Beantworte anhand des Textauszugs über die Bilder von Daniel Kojo Schrade:
1. Was spielt in Schrades Bildern oft eine Rolle?
2. Als was wird Peter Herrmann bezeichnet?
3. Was prägt laut dem Text Denkstile aus?

• TEXTAUSZUG:
'''
Viele Bilder von Daniel Kojo Schrade haben etwas zurückhaltendes, manchmal sogar etwas leicht verstörtes, aber immer distanziert neugierige Skepsis findet mal man in vielen seiner Bilder, wobei nie der Eindruck entsteht, dass Fremdes krude abgelehnt, sondern eher mit einer fast schon bewunderungswürdigen Art gleichmütiger Naivität betrachtet wird. Buchstaben spielen in Schrades Bildern oft eine Rolle. Ob sofort zu sehen oder erst auf den zweiten Blick, sie wirken nie wie ein Fremdkörper, sind optisch meist perfekt eingebunden, aber können die Frage hinterlassen, ob sie nur stilgebendes Element sind oder auch noch bedeutungsschwere Chiffre enthalten.
Galerist Peter Herrmann sieht im afrikanischem Denken stärker die visuellen Züge hervortreten, wobei den unmittelbaren Eindrücken mehr Gewicht gegeben wird. Ein Denken, das zu Handlungen führen könne, die mehr aus den einzelnen Momenten und deren individuellen Bedeutungen bestimmt sind als von langfristigen Planungen. Herrmann beschreibt diesen Stil als mehr an der Erzählung von Geschichten orientiert und weniger an logisch-sequenziellen Blicken auf die Natur – in der Summe wohl nicht immer so ganz gezielt linear geordnet wie Herangehensweisen in Europa. Im Grunde sind ja beide Arten des Denkens Menschen ureigen, erst Kultur prägt Denkstile aus und führt mitunter zu einseitigen Favorisierungen, die Missverständnisse und damit Konflikte erzeugen können.
'''
• GESAMMELTE DATEN:
'''
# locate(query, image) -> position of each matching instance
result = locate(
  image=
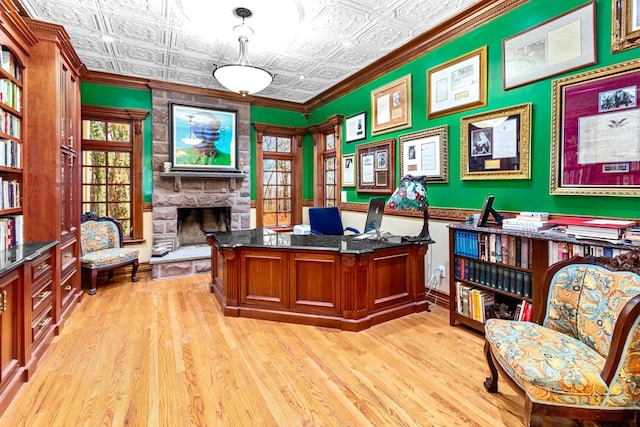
'''
• GELÖSTE AUFGABE:
1. Buchstaben spielen in Schrades Bildern oft eine Rolle.
2. Peter Herrmann wird als Galerist bezeichnet.
3. Die Kultur prägt Denkstile aus.